(Rows from a pointing dataset)
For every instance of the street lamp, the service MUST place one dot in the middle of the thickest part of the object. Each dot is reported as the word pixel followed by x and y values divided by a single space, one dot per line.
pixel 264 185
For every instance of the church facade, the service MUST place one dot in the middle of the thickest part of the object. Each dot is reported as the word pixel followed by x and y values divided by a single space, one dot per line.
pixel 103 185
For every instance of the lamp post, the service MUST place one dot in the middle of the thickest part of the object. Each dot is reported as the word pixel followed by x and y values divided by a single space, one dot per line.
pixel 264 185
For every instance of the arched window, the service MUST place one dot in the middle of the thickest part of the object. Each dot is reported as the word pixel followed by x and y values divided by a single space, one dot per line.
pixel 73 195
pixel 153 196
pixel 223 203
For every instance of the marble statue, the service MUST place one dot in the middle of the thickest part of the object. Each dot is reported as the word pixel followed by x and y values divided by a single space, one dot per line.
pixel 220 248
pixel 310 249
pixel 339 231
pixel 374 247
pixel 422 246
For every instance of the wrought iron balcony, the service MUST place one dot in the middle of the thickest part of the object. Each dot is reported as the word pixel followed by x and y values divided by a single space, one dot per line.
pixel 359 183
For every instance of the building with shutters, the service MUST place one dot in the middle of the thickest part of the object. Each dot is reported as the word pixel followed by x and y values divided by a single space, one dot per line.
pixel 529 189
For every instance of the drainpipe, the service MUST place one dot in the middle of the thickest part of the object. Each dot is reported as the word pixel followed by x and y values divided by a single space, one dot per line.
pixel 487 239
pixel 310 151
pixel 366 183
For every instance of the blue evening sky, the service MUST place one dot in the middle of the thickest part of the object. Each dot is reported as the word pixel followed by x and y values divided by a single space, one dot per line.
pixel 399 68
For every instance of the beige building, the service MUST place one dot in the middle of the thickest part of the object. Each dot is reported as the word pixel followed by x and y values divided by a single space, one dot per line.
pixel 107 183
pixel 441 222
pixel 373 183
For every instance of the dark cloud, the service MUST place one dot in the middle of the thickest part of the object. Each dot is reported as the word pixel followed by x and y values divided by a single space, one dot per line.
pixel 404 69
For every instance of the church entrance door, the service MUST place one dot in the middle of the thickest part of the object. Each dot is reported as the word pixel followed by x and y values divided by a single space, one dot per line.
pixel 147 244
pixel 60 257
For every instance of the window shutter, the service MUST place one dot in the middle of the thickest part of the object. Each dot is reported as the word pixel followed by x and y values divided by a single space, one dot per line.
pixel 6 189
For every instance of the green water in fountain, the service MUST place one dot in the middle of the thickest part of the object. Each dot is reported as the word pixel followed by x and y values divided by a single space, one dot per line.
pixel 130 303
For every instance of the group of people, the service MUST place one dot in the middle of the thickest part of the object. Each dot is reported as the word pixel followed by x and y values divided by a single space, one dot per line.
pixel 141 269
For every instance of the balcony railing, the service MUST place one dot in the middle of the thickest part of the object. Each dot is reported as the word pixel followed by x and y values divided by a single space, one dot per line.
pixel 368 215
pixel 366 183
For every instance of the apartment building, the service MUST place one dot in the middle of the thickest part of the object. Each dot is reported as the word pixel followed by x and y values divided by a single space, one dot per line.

**The request**
Convert the records above into a JSON list of strings, one string per line, with blank lines left out.

**Result**
[
  "For every instance of the street lamp, the service MUST place one dot in the middle of the thickest part of the object. Each dot is reported as the word pixel followed by x and y values divided by a single space, one dot per line.",
  "pixel 264 185",
  "For every instance of the church facade, the service MUST place one dot in the middle of the thickest part of the object. Each dot is reported as the word pixel followed by x and y values divided by a single space, one dot per line.",
  "pixel 103 185",
  "For every instance of the lamp post, the service MUST place one dot in the middle of the thickest part of the object. Each dot is reported as the word pixel followed by x and y values divided by a single space, one dot per line.",
  "pixel 264 185",
  "For every instance of the arched window, the service MUST place one dot in the middle of the thickest part of the object. Each dot is reported as the word pixel followed by x and y values divided by a single space, one dot per line.",
  "pixel 73 195",
  "pixel 153 196",
  "pixel 223 203",
  "For every instance of the marble statue, the service MUST place one dot in the middle of the thickest part of the object. Each dot is reported as the word pixel followed by x and y values divided by a single space, one dot per line.",
  "pixel 220 248",
  "pixel 310 249",
  "pixel 339 231",
  "pixel 374 247",
  "pixel 422 246",
  "For every instance of the wrought iron balcony, the service MUST place one dot in the middle of the thickest part of the object. Each dot is reported as the word pixel followed by x and y values divided by a single space, one dot per line.",
  "pixel 359 183",
  "For every instance of the building with shutters, the service MUST place one dot in the middle of the thickest part of the object. Each dot is reported as the word pixel followed by x and y values divided by a single space, one dot per line.",
  "pixel 529 189",
  "For every instance of the drainpipe, the service MUST place one dot in the middle of the thickest part of the object. Each dot is reported as the word pixel followed by x and y values divided by a single space, one dot per line.",
  "pixel 487 239",
  "pixel 310 151",
  "pixel 366 183",
  "For every instance of the blue evening sky, the service MUST place one dot in the middle of the thickest part of the object. Each dot is reported as the word pixel followed by x and y values divided by a single space, one dot per line.",
  "pixel 399 68",
  "For every instance of the beige building, the service MUST place one dot in the middle of the thickest part of the object. Each dot is reported as the word pixel followed by x and y values divided by a single space, one dot per line.",
  "pixel 107 183",
  "pixel 441 222",
  "pixel 373 183",
  "For every instance of the dark cloud, the service MUST place one dot in the middle of the thickest part of the object. Each dot is reported as the word pixel followed by x and y values divided by a single space, one dot per line.",
  "pixel 404 69",
  "For every instance of the church entrance door, the service MUST place one dot in the middle of the thickest part of the object. Each dot is reported as the word pixel followed by x and y values divided by a single space, one dot per line.",
  "pixel 147 244",
  "pixel 60 257",
  "For every instance of the window shutter, the service MUST place one dot in the middle of the thickest part of the object. Each dot is reported as the word pixel followed by x and y values divided by a single space, one dot per line.",
  "pixel 6 189",
  "For every instance of the green water in fountain, the service MUST place one dot in the middle of the thickest part of the object. Each dot is reported as the word pixel followed by x and y values divided by a single space, one dot per line.",
  "pixel 130 303",
  "For every instance of the group of people, the service MUST place one dot in the middle of the thickest part of the object. Each dot is reported as the word pixel followed by x and y values divided by a single space, one dot per line.",
  "pixel 141 269",
  "For every instance of the balcony railing, the service MUST place one dot in the middle of the thickest part of the object. Each dot is reported as the word pixel followed by x and y values divided by a single space, one dot per line.",
  "pixel 368 215",
  "pixel 366 183",
  "For every instance of the apartment building, the service MUST place one dot in the middle of the thickest part of the object. Each dot is reported as the word pixel followed by x and y values divided by a single space, one dot per line."
]